Trying to remember the exact moment I fell in love with my son, Nathaniel, is hard. It might have been when he appeared to be listening intently as I read him my favorite book from childhood, The Velveteen Rabbit. It might have been during the walk when he reached out from his baby carrier and grabbed my finger. But I know for sure that it wasn't the first time I held my child -- and the shock I felt at not experiencing the rush of love I had anticipated upon becoming a mother was staggering.
Even though I had a cesarean section, I still expected to see Nathaniel right away. I imagined he'd be lifted over the curtain and placed onto my chest. He'd open his eyes, and we'd look at each other, and the collective wisdom of generations of mothers who had come before me would beam into my heart.
Instead, my son and I had our first meeting in the recovery room at the hospital, hours after his birth. My parents and my husband were there. A nice nurse kept asking me where I was on the pain scale from one to ten. Someone handed the baby to me at some point, but the memory is elusive, just beyond my reach.

(Data entries)

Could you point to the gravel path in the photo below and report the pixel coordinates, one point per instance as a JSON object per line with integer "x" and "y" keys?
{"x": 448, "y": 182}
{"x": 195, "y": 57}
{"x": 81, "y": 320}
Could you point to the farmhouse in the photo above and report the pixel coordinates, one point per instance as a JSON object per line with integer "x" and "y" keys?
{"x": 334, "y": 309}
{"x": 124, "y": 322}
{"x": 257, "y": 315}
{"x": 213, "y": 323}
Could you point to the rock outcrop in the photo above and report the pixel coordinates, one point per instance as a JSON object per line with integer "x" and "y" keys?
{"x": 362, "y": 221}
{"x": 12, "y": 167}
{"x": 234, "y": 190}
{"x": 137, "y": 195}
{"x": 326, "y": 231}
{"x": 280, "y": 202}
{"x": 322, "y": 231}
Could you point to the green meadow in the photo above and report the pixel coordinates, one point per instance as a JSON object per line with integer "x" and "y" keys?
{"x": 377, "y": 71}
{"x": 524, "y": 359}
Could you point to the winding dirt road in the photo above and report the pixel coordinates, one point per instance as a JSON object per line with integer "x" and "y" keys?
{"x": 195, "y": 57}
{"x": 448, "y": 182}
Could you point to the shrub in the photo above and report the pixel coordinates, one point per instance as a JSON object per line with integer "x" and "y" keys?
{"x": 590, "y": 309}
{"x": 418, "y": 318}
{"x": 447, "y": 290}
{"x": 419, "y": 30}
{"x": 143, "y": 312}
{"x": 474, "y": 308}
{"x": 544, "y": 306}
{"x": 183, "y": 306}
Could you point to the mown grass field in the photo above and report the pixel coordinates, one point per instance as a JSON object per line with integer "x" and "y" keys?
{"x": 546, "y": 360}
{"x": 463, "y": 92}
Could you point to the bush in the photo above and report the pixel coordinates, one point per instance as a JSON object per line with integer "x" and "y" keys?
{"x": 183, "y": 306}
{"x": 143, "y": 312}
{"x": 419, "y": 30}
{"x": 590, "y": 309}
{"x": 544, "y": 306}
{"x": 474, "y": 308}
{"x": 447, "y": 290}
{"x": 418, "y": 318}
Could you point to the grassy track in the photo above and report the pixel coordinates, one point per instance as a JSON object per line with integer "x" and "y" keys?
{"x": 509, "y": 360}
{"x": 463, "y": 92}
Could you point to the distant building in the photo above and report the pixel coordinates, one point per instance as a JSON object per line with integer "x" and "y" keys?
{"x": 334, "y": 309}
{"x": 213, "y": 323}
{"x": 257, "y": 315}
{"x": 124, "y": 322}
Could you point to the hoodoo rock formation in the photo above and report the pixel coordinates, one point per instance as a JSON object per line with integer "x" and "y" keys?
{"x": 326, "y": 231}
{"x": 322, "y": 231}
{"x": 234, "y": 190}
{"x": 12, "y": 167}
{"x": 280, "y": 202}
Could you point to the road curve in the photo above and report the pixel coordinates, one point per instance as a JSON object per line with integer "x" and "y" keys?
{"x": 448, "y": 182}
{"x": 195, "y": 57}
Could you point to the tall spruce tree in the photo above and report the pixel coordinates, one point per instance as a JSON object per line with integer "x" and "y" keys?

▶ _Things to do_
**A)** Answer these questions using the passage about Nathaniel's birth:
(i) Which childhood favorite did the writer read aloud to Nathaniel?
(ii) What kind of delivery did the writer have?
(iii) Where did the writer and Nathaniel first meet?
**B)** Output the part of the passage about Nathaniel's birth that opens with the words containing "Trying to remember" and closes with "into my heart.".
The records aren't needed for the tasks.

▶ _Numbered answers_
**A)**
(i) The Velveteen Rabbit
(ii) A cesarean section
(iii) In the recovery room at the hospital, hours after his birth

**B)**
Trying to remember the exact moment I fell in love with my son, Nathaniel, is hard. It might have been when he appeared to be listening intently as I read him my favorite book from childhood, The Velveteen Rabbit. It might have been during the walk when he reached out from his baby carrier and grabbed my finger. But I know for sure that it wasn't the first time I held my child -- and the shock I felt at not experiencing the rush of love I had anticipated upon becoming a mother was staggering.
Even though I had a cesarean section, I still expected to see Nathaniel right away. I imagined he'd be lifted over the curtain and placed onto my chest. He'd open his eyes, and we'd look at each other, and the collective wisdom of generations of mothers who had come before me would beam into my heart.